— Start —
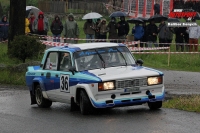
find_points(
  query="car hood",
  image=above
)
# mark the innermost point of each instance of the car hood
(124, 72)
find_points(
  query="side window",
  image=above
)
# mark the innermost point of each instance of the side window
(51, 61)
(65, 61)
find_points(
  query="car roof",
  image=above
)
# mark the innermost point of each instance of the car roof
(84, 46)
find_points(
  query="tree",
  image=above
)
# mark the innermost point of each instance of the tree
(16, 20)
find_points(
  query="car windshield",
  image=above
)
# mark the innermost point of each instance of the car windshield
(103, 58)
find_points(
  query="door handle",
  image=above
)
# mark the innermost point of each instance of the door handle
(48, 75)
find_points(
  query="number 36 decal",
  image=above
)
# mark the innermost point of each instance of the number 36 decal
(64, 83)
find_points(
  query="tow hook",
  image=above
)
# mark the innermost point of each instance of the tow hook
(150, 96)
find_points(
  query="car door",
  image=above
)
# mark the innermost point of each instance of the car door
(65, 80)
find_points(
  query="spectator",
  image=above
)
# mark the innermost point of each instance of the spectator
(103, 29)
(152, 31)
(40, 25)
(97, 29)
(194, 33)
(123, 28)
(138, 32)
(89, 30)
(162, 30)
(4, 25)
(144, 38)
(31, 20)
(157, 8)
(112, 29)
(179, 39)
(27, 30)
(56, 28)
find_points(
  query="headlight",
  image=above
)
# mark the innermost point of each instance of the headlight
(154, 80)
(106, 86)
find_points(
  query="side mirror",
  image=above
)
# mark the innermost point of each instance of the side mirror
(139, 62)
(72, 69)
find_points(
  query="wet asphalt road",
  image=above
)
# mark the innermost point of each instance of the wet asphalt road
(18, 116)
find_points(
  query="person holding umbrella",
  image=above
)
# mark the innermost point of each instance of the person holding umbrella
(123, 28)
(138, 32)
(71, 29)
(112, 29)
(152, 31)
(89, 30)
(103, 29)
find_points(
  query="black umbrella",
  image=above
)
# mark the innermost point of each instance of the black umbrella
(158, 18)
(173, 20)
(118, 14)
(143, 19)
(135, 20)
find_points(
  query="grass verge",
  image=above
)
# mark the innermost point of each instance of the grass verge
(187, 103)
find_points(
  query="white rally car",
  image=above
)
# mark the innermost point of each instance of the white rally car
(94, 75)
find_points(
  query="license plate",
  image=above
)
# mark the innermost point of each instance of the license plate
(132, 89)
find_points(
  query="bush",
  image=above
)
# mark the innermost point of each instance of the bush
(23, 47)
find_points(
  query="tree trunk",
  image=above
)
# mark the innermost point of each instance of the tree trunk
(17, 20)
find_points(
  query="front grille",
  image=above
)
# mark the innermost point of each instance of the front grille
(131, 83)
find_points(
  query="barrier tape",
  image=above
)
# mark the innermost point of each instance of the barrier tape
(125, 40)
(165, 52)
(146, 48)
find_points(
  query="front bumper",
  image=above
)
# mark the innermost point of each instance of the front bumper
(126, 101)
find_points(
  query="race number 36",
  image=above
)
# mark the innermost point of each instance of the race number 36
(64, 83)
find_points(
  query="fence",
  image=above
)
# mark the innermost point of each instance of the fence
(87, 6)
(53, 6)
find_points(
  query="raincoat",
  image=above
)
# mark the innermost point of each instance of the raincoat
(4, 28)
(71, 29)
(27, 23)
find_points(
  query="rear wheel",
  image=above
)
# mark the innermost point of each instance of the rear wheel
— End —
REQUEST: Leave out the pictures and repeat everything else in the records exactly.

ANSWER FOR THIS EXERCISE:
find_points(
  query="car hood",
  image=above
)
# mark the innermost point of each instance of the car hood
(124, 72)
find_points(
  query="side window",
  image=above
)
# mark the innermost point of each instance of the side window
(51, 61)
(65, 61)
find_points(
  query="car roof",
  image=above
)
# mark the innermost point of each instance of the car roof
(84, 46)
find_points(
  query="tree",
  image=above
)
# mark the innermost point of each instance of the tree
(16, 20)
find_points(
  query="car windshield",
  image=above
)
# mark the innermost point of each instance of the car windshield
(103, 58)
find_points(
  query="door handle",
  image=above
)
# mark the innermost point of each instance of the door handle
(48, 75)
find_points(
  query="number 36 decal",
  image=above
)
# mark the innermost point of each instance of the number 36 decal
(64, 83)
find_points(
  query="tow hook",
  image=above
)
# mark the innermost point of each instance of the tow hook
(150, 96)
find_points(
  query="car door",
  image=above
)
# mark the innermost point of each instance of the car door
(65, 80)
find_points(
  query="spectator",
  image=above
)
# mark the innermost point of each instance of the spectator
(103, 29)
(152, 31)
(40, 25)
(97, 29)
(194, 33)
(123, 28)
(138, 32)
(89, 30)
(162, 30)
(4, 25)
(144, 38)
(31, 20)
(157, 8)
(112, 29)
(179, 39)
(27, 30)
(56, 28)
find_points(
  query="headlight",
  image=above
)
# mark the innermost point of each instance of the headlight
(154, 80)
(106, 86)
find_points(
  query="side mirror",
  image=above
)
# mark the innermost point of each instance of the side mirror
(139, 62)
(72, 69)
find_points(
  query="wet asphalt road",
  image=above
)
# mark the innermost point of each instance of the wet asphalt road
(18, 116)
find_points(
  query="person holding umbrella",
  image=above
)
# mark the innermost point of each instance of the person holding umbrella
(123, 28)
(138, 32)
(71, 29)
(112, 29)
(152, 31)
(89, 30)
(103, 29)
find_points(
  query="black umbrella",
  image=above
)
# mark the innermost point of each instance of the black umbrella
(158, 18)
(173, 20)
(118, 14)
(143, 19)
(135, 20)
find_points(
  query="grass verge",
  image=above
)
# mark the innermost point of each instance of the grass verge
(187, 103)
find_points(
  query="white rally car",
  image=above
)
# mark the innermost point of each instance of the white rally car
(94, 75)
find_points(
  query="license plate",
  image=above
)
# mark the innermost point of each instance of the license plate
(132, 89)
find_points(
  query="bush",
  image=above
)
# mark the innermost point of each instance of the bush
(23, 47)
find_points(
  query="tree trunk",
  image=above
)
# mark the innermost point of each instance of the tree trunk
(17, 20)
find_points(
  query="front grille",
  image=above
)
# mark the innermost point of each instance of the front grille
(131, 83)
find_points(
  query="barrier tape",
  image=above
)
# mark the innermost point of each instance of the barrier tape
(125, 40)
(165, 52)
(146, 48)
find_points(
  query="front bumper",
  image=above
)
# mark the innermost point of each instance of the front bumper
(126, 101)
find_points(
  query="race number 36",
  image=above
)
# mark the innermost point of each instance of the race number 36
(64, 83)
find_points(
  query="fence",
  image=above
)
# mark the innermost point of each instance of the fence
(87, 6)
(53, 6)
find_points(
  query="raincoat",
  image=above
)
# mark the innermost point of each instance of the raincoat
(4, 28)
(71, 29)
(27, 23)
find_points(
  query="rear wheel",
  image=above
)
# mark the innermost point of each instance of the rear wheel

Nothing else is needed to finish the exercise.